_Page_.
>> begin
Question

Consider a concave mirror and a convex lens (refractive index = 1.5) of focal length 10 cm each, separated by a distance of 50 cm in air (refractive index = 1) as shown in the figure. An object is placed at a distance of 15 cm from the mirror. Its erect image formed by this combination has magnification $M_1$. When the set-up is kept in a medium of refractive index 7/6, the magnification becomes $M_2$. The magnitude $\left|\frac{M_2}{M_1}\right|$ is (give answer upto two decimal place)

Answer 1

The first image from reflection by spherical concave mirror can be found from mirror formula:
$\frac{1}{v}+\frac{1}{u}=\frac{1}{f}$...(i)
For concave surface: u=-15 cm, f=-10 cm
Substituting in equation (i)
$\frac{1}{v}+\frac{1}{-15}=\frac{1}{-10}=\frac{1}{v}=\frac{10-15}{150}\Rightarrow v=-30cm$
the magnification is given as $m=-\frac{v}{u}=-\frac{-30}{-15}=-2$
The first image will act as object for lens and it's position can be found using lens formula
$\frac{1}{v}-\frac{1}{u}=\frac{1}{f}$...(ii)
For concave surface: u=-20 cm, f=10 cm
Substituting in equation (ii)
$\frac{1}{v}-\frac{1}{-20}=\frac{1}{10}\Rightarrow \frac{1}{v}=\frac{1}{10}-\frac{1}{20}=\frac{2-1}{20}\Rightarrow v=20cm$
the magnification is given as $m=\frac{v}{u}=\frac{20}{-20}=-1$
total magnification $M_1=-2\times -1=2$

Now the whole set is immersed in liquid of $n=\frac{7}{6}$ the reflection from concave mirror will remain same as their is no change in object position and focal length.
>> end
_Task statement_.
Answer these about the mirror and lens problem:
1. What is the refractive index of the lens?
2. What image distance does the mirror formula give for the first image?
3. What value of the total magnification $M_1$ does the answer reach?

_Supplied data_.
>> begin
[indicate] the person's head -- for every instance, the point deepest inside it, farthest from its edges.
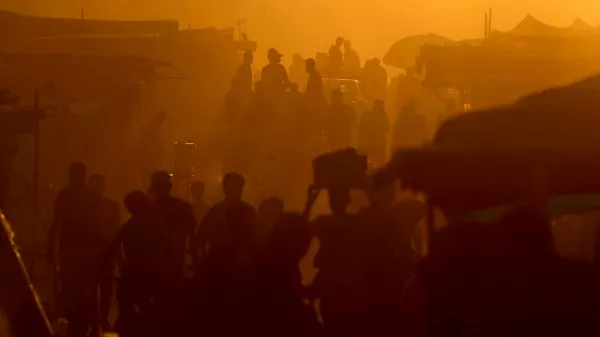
>> end
_Completed exercise_.
1. 1.5
2. v = -30 cm
3. $M_1 = 2$